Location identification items
◇ ◇ ◇ ◇ ◇

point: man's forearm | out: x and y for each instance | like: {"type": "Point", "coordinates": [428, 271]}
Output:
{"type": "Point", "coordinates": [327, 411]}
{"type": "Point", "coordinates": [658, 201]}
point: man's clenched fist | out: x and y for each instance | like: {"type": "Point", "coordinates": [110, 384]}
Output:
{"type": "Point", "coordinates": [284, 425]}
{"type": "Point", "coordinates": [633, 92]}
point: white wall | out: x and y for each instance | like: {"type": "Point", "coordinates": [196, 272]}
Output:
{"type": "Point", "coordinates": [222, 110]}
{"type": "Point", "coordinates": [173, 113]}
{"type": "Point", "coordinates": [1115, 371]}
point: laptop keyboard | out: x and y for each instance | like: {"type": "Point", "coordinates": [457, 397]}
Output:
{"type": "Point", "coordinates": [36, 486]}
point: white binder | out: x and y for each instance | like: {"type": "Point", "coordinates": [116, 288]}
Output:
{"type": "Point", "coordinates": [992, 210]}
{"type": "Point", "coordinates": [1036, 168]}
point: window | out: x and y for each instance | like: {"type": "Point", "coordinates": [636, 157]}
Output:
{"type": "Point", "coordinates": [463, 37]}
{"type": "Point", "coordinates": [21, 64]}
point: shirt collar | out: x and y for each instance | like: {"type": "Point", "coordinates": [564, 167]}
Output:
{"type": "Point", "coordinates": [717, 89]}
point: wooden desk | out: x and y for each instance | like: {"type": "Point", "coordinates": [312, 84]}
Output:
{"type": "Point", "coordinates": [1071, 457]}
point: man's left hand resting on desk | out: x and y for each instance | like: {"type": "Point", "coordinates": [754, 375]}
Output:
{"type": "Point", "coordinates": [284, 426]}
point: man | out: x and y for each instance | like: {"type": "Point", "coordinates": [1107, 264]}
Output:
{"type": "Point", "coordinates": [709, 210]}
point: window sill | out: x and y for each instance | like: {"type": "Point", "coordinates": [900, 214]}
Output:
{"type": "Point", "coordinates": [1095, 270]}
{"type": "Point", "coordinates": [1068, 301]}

◇ ◇ ◇ ◇ ◇

Reproduce the listing above in full, replacing "for each instance" with "for every instance" wherever it occurs and leaving everything else unchanged.

point: man's forearm | out: x and y for every instance | like: {"type": "Point", "coordinates": [428, 271]}
Output:
{"type": "Point", "coordinates": [327, 411]}
{"type": "Point", "coordinates": [658, 201]}
point: man's clenched fist | out: x and y for every instance | like: {"type": "Point", "coordinates": [110, 384]}
Output:
{"type": "Point", "coordinates": [284, 425]}
{"type": "Point", "coordinates": [633, 92]}
point: white wall | out: x and y for every instance | like: {"type": "Point", "coordinates": [196, 272]}
Output:
{"type": "Point", "coordinates": [222, 110]}
{"type": "Point", "coordinates": [173, 113]}
{"type": "Point", "coordinates": [1115, 371]}
point: laptop keyboard | out: x and y for every instance | like: {"type": "Point", "coordinates": [457, 397]}
Output:
{"type": "Point", "coordinates": [36, 486]}
point: white binder | out: x and y for every instance | like: {"type": "Point", "coordinates": [116, 288]}
Output:
{"type": "Point", "coordinates": [992, 210]}
{"type": "Point", "coordinates": [1036, 168]}
point: window | out: x and y for every instance | like: {"type": "Point", "coordinates": [636, 157]}
Output:
{"type": "Point", "coordinates": [463, 37]}
{"type": "Point", "coordinates": [21, 64]}
point: shirt collar | out: x and y for every instance | like: {"type": "Point", "coordinates": [564, 167]}
Output:
{"type": "Point", "coordinates": [717, 89]}
point: wooden desk | out: x and y for every instance | like: {"type": "Point", "coordinates": [312, 84]}
Output:
{"type": "Point", "coordinates": [1071, 457]}
point: man's left hand resting on desk | out: x and y for every instance | like: {"type": "Point", "coordinates": [754, 375]}
Output:
{"type": "Point", "coordinates": [284, 426]}
point: man | out: x and y for every instance | like: {"type": "Point", "coordinates": [1107, 264]}
Output:
{"type": "Point", "coordinates": [709, 210]}
point: window sill | out: x and y for every instance | like: {"type": "Point", "coordinates": [900, 214]}
Output:
{"type": "Point", "coordinates": [1095, 270]}
{"type": "Point", "coordinates": [1068, 301]}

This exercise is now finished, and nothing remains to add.